Copy out the material below word for word, beginning with the line that contains "Can you see the rhino front leg" and ending with the line that contains "Can you see the grass", both of those lines included.

..............................

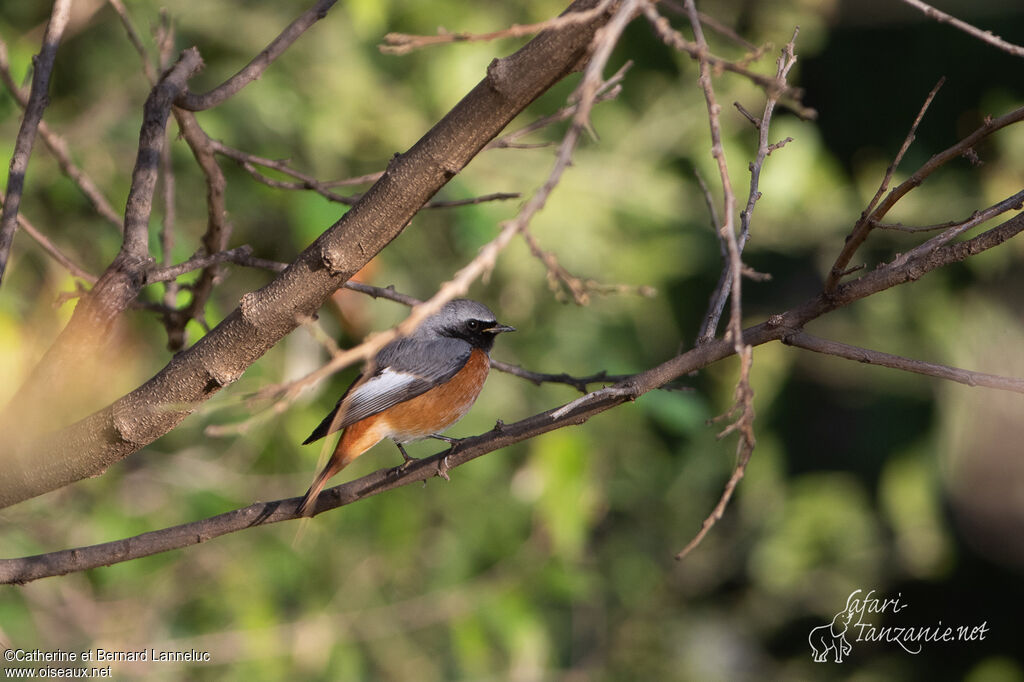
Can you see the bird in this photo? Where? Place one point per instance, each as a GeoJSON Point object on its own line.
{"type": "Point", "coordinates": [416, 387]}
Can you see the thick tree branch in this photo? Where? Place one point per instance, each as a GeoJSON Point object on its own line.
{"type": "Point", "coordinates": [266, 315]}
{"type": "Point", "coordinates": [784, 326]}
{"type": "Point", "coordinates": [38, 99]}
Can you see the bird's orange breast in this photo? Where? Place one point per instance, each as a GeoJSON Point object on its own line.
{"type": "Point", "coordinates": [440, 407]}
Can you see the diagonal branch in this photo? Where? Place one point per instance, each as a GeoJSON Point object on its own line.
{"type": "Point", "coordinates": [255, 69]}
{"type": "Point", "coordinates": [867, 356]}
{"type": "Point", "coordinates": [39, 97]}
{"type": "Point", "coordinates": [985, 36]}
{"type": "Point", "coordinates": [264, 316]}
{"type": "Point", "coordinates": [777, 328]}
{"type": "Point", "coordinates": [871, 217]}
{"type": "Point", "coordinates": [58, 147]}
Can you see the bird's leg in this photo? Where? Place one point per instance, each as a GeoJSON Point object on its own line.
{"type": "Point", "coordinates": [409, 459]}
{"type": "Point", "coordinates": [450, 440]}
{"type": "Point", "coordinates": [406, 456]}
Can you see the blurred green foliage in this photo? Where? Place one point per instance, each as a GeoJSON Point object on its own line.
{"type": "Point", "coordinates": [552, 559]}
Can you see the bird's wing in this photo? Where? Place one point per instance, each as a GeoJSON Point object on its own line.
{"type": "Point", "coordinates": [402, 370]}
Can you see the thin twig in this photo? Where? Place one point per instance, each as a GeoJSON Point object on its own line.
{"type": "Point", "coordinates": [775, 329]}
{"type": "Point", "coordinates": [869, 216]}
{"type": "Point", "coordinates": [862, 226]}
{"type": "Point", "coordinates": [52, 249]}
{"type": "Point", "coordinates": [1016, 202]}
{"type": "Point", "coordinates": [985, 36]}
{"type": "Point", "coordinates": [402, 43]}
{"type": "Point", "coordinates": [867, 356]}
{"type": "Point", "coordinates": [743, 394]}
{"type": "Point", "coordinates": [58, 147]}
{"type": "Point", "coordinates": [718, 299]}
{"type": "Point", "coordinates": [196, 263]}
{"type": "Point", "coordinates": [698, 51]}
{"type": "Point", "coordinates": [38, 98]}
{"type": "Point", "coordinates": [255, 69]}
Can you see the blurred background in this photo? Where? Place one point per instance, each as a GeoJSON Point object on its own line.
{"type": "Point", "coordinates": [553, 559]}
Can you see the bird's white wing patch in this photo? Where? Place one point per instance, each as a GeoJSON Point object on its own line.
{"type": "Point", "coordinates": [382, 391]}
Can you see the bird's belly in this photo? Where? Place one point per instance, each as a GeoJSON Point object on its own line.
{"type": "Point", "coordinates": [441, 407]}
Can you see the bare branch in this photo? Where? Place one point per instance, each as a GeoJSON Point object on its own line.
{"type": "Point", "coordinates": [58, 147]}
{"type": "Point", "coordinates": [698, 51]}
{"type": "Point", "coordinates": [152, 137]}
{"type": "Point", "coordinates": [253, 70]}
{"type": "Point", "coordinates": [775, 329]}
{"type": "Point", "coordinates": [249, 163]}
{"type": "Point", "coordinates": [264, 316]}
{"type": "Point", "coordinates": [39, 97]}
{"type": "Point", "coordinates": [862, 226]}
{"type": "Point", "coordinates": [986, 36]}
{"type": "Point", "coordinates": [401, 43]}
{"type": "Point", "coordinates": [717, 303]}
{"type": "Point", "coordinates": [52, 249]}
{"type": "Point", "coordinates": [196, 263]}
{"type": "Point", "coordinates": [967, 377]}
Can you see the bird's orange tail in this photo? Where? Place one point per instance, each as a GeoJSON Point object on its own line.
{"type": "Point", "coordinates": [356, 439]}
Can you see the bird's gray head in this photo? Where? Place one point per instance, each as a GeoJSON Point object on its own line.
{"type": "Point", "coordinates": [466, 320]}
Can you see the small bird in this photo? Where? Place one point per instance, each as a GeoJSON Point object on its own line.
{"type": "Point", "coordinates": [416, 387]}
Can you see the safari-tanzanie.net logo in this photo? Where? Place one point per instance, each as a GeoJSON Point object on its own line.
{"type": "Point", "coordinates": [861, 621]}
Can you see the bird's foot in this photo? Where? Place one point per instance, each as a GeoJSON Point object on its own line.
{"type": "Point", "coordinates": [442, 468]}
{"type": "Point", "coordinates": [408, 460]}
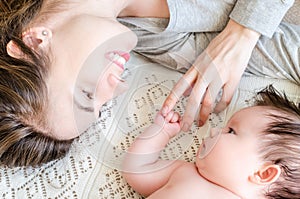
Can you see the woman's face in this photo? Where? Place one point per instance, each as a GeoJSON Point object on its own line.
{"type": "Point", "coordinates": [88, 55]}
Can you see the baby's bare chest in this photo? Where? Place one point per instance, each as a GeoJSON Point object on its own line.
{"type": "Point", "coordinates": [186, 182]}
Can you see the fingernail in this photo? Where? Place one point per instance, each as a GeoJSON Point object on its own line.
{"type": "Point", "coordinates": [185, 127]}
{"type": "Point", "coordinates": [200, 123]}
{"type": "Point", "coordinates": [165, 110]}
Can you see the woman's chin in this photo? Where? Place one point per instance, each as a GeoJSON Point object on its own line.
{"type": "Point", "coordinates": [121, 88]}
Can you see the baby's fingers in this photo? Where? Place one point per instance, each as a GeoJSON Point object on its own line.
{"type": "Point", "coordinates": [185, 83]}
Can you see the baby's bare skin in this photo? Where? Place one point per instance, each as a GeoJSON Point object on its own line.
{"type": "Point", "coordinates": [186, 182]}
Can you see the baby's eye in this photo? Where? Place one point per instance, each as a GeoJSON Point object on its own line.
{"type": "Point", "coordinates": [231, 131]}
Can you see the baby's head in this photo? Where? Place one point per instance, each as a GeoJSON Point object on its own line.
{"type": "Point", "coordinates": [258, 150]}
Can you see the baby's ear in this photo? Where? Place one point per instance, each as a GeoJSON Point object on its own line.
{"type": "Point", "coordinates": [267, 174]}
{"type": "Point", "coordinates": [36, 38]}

..............................

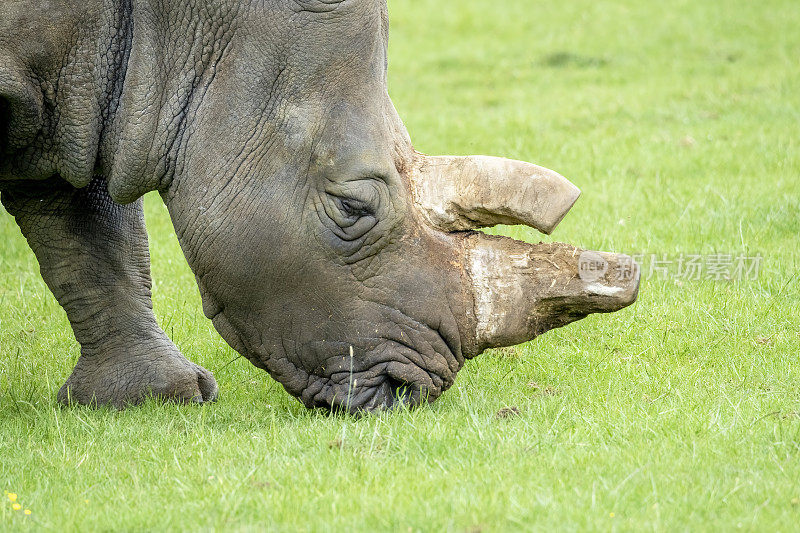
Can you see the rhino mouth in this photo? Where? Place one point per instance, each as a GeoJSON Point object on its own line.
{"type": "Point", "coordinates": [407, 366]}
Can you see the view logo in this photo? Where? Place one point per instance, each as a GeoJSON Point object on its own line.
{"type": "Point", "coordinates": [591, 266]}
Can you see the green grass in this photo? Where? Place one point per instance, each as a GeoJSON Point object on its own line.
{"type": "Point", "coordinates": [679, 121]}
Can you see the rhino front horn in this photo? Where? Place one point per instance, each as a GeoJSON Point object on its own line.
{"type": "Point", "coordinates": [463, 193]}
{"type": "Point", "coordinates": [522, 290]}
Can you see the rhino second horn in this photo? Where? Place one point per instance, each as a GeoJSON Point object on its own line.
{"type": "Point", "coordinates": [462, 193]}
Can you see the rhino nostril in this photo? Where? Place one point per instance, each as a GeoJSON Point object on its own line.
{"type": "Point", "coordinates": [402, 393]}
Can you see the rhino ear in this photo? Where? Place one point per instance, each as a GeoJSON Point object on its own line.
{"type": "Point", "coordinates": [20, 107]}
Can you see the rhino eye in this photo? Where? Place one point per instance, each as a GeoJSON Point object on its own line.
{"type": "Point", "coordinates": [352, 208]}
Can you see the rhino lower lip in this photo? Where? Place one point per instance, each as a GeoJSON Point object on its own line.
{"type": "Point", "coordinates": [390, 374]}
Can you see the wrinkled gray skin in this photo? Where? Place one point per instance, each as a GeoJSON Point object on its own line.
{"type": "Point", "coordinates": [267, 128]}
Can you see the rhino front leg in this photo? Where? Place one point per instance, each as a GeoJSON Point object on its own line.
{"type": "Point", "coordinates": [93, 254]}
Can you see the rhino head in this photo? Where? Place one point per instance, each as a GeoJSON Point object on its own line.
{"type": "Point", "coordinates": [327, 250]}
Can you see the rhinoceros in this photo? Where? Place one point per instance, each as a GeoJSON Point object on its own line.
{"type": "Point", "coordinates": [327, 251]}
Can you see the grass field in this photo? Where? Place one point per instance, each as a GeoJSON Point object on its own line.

..............................

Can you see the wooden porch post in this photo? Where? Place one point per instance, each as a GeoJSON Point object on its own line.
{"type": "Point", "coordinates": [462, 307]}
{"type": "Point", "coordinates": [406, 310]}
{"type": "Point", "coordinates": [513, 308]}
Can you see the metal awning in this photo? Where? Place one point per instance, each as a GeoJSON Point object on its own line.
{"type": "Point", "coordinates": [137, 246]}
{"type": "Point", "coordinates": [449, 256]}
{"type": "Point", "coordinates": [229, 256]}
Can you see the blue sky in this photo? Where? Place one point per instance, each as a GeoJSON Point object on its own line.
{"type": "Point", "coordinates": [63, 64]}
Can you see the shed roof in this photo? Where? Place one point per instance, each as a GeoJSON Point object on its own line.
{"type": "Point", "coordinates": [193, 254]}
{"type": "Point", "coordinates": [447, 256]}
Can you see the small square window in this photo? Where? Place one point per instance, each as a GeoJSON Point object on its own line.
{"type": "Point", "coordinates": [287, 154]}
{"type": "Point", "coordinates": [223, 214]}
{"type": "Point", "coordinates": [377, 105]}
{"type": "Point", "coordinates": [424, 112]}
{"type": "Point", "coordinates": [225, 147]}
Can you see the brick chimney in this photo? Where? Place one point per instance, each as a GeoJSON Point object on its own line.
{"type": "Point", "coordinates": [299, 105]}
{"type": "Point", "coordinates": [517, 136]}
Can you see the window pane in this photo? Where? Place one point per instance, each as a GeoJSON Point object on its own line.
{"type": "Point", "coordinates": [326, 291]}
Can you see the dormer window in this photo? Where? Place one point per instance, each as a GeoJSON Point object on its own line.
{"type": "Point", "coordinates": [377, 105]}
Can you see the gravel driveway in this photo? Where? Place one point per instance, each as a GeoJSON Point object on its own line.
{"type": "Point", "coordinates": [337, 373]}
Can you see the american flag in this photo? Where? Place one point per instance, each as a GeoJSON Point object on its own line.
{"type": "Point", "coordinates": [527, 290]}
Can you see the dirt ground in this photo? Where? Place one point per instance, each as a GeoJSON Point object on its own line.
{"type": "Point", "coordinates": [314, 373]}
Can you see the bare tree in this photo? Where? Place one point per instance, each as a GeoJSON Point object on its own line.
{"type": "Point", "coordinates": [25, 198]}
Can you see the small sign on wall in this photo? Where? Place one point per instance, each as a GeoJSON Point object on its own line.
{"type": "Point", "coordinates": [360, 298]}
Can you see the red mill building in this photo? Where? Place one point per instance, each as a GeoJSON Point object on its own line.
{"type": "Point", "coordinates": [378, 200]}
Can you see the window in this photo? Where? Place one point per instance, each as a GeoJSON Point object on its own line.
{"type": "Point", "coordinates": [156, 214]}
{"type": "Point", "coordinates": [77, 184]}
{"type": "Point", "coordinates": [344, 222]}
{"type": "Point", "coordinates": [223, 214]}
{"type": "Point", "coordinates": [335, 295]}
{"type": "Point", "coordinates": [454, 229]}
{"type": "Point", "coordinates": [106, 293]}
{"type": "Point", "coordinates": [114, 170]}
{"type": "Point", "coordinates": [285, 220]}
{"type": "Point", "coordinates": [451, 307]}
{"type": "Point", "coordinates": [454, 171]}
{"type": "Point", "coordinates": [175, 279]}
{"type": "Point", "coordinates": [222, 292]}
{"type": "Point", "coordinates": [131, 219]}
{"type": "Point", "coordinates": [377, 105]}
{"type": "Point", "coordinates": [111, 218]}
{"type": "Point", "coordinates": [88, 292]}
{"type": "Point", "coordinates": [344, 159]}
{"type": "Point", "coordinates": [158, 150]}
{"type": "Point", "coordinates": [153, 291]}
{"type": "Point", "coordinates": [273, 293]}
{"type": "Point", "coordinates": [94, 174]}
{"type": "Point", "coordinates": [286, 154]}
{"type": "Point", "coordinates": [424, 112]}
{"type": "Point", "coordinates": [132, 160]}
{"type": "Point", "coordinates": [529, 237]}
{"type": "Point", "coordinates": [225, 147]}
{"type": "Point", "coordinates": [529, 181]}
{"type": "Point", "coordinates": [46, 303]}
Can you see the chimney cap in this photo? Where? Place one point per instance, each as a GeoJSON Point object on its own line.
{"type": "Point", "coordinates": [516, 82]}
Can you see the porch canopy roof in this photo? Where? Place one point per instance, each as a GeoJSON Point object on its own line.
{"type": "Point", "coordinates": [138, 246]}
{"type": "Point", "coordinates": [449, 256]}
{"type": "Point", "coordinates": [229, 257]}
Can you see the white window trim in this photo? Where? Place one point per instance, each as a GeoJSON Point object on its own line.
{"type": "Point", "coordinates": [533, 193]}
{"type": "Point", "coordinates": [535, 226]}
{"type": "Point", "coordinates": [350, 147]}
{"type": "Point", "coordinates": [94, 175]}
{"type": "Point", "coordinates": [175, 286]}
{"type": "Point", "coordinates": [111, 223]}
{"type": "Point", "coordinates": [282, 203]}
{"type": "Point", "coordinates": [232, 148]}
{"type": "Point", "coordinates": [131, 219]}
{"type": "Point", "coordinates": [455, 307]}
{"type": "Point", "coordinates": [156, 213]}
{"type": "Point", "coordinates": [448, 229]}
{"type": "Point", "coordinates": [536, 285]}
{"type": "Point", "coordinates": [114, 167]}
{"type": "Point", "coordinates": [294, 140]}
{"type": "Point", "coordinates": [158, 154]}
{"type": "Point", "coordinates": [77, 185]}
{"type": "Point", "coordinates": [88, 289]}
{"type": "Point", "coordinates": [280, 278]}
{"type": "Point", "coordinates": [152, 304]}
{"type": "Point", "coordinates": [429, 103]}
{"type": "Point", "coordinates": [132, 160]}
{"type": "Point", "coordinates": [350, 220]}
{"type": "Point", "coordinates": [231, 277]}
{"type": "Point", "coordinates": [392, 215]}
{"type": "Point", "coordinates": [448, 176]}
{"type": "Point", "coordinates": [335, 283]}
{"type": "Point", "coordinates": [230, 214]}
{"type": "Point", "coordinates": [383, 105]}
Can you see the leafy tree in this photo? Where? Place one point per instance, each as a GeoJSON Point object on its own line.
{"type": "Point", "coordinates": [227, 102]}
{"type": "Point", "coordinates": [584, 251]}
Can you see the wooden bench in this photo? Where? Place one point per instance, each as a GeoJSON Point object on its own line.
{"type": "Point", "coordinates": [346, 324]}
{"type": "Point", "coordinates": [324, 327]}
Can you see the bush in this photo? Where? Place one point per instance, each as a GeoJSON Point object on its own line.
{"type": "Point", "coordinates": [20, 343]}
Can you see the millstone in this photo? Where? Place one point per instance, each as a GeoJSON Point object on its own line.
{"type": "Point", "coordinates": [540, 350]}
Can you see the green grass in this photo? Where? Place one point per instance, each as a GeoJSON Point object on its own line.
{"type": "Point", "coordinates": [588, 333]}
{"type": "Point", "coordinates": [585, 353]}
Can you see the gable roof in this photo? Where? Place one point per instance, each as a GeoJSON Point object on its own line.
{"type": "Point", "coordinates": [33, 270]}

..............................

◆ Output
Can you see the rhino front leg in this photo? Where? Place one point per instance, each as a GeoJSON Point object on its own line.
{"type": "Point", "coordinates": [93, 254]}
Can you see the rhino head in this photo? Where? Place one point per instance, each as a GeoJSON Point object on its own line.
{"type": "Point", "coordinates": [327, 250]}
Can you see the rhinoceros in this photo? Where? Place one point per instance, each as a GeoJSON Point object on its own line.
{"type": "Point", "coordinates": [327, 251]}
Can you see the grass field in this photo? Where? Place one point per instance, each as a GeoJSON Point object on its own line.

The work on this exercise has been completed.